> LIST OF TASKS
1: Decide whether each statement below agrees with the passage on women in the workplace, answering yes or no and quoting the deciding words of the passage. (a) The phrase "take up space" is loosely defined as being unafraid to be seen and heard. (b) Nichole Bauer noted that men care more than women about being well-liked at work. (c) Paruolo says the fear of taking up space comes from personal choice.
2: Please explain, in one to three sentences, where the passage on women in the workplace says the fear of taking up space comes from, and what everyday example it gives.

> EXCERPTED PASSAGE
<<<<
In tech, as in other historically male-dominated industries, successful women like Sandberg are often viewed in a more negative light. The Journal of Applied Psychology has found that women in industries like engineering and finance are more likely to be described as “abrasive and pushy.” Men, on the other hand, were highly praised and considered more “likable.”
The Guardian backed this theory in a 2023 report that cited Nichole Bauer, associate professor in political science at Louisiana State University, who noted that men are much less concerned with being well-liked in the workplace. If a woman displays “typically masculine” leadership traits, they’re viewed as less warm, kind and caring.
In recent years, the phrase “take up space” — loosely defined as being unafraid to be seen and heard — has entered the cultural lexicon. Paruolo says that “the fear of taking up space stems from systematic conditioning.” While something as minor as bumping into someone might elicit an “excuse me” from a man, it is more likely to prompt an “I’m sorry” from a woman — even when no fault exists.
Course correction begins with modeling different behavior for women coworkers, female friends and, importantly, girls.
>>>>
(Entries taken from a collection)
<<<<
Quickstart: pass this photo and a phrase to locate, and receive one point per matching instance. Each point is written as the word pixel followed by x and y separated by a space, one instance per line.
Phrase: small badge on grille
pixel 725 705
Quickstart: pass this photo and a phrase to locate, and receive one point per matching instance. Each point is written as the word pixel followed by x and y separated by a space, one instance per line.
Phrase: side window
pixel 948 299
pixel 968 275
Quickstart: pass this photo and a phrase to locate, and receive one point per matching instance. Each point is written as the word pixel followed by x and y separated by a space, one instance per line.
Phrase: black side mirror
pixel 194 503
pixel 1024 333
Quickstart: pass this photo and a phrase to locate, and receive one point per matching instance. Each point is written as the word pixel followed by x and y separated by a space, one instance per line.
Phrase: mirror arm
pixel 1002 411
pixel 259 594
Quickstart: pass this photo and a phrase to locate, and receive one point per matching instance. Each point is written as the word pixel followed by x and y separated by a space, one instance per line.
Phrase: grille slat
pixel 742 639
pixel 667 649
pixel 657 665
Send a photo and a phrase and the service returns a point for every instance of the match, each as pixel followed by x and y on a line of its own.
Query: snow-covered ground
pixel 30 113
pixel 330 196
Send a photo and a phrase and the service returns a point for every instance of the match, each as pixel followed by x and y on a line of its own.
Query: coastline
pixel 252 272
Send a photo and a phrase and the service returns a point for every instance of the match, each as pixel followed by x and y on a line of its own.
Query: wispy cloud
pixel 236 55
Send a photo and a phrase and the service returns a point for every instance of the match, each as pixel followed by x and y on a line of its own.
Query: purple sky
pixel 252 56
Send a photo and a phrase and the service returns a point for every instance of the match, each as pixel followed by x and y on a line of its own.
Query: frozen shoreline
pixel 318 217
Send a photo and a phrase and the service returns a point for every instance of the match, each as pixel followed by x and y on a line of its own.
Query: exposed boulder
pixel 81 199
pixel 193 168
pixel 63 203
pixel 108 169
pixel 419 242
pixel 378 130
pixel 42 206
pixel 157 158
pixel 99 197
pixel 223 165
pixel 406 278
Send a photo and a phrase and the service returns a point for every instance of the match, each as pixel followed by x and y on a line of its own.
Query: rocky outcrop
>>>>
> SOLUTIONS IN ORDER
1:
(a) Yes: "loosely defined as being unafraid to be seen and heard"
(b) No: "men are much less concerned with being well-liked in the workplace"
(c) No: "the fear of taking up space stems from systematic conditioning"

2: Paruolo says the fear of taking up space stems from systematic conditioning. The passage illustrates this with bumping into someone: a man might say "excuse me," while a woman is more likely to say "I'm sorry," even when no fault exists.